Stated task 1:
Rewrite the paragraph of the passage on income at the 20th percentile that begins "It’s easy to look" as a short bulleted list that keeps its main facts.
Stated task 2:
In the passage on income at the 20th percentile, which year does the writer call "the gold standard"?
Stated task 3:
Say whether each statement agrees with the passage on income at the 20th percentile. Answer yes or no, and quote the deciding words.
(a) The comparison runs from 1973 to 2008.
(b) The writer prefers the CPI-U-RS to the PCE deflator.
(c) Under the PCE deflator, income at the 20th percentile rose by about 16 percent.

Passage to read:
Let’s return to the comparison I used in my post on the middle class of “the gold standard” of 1973, when median household income was at its pre-stagflation peak, to 2008. To represent “the poor,” I’ll look at the 20th percentile — the household that is doing better than 20 percent of other households but worse than 80 percent of them. You’ll have to trust me that my research indicates the story would be similar if I were talking about the tenth percentile.
It’s easy to look at only a fairly limited income measure going back to 1973 for the 20thpercentile. Doing so indicates that income at the 20th percentile grew from $19,046 to $20,712 (in 2008 dollars, adjusted by the Bureau’s preferred CPI-U-RS). That’s obviously not impressive growth, though it should be noted that the poor are a bit better off today than they were in 1973 (and they look a little better comparing 1973 to 2007, which is a fairer comparison). Using the PCE deflator, which the federal Bureau of Economic Analysis uses (and which I prefer because of the evidence that the CPI-U-RS overstates inflation, particularly among the poor), income increased by about $3,000 after accounting for the cost of living, or 16 percent. That’s about the same as for the middle class using the same measures and methods.

Data lines:
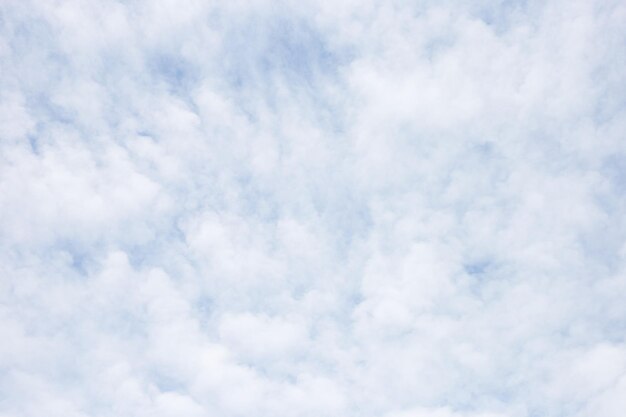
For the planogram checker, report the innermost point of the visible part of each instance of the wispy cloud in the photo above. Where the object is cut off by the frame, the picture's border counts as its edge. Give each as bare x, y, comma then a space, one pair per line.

Full output 1:
- A limited income measure for the 20th percentile can easily be traced back to 1973.
- Measured in 2008 dollars with the CPI-U-RS, income at that percentile rose from $19,046 to $20,712.
- That growth is weak, but the poor are a bit better off than in 1973, and slightly more so when 1973 is compared with 2007, which is a fairer comparison.
- With the PCE deflator, income rose by about $3,000 after the cost of living, or 16 percent.
- The Bureau of Economic Analysis uses the PCE deflator. The writer prefers it because evidence suggests the CPI-U-RS overstates inflation, particularly among the poor.
- That gain is about the same as the middle class's under the same measures and methods.

Full output 2:
1973

Full output 3:
(a) Yes: "of 1973, when median household income was at its pre-stagflation peak, to 2008"
(b) No: "which I prefer because of the evidence that the CPI-U-RS overstates inflation"
(c) Yes: "income increased by about $3,000 after accounting for the cost of living, or 16 percent"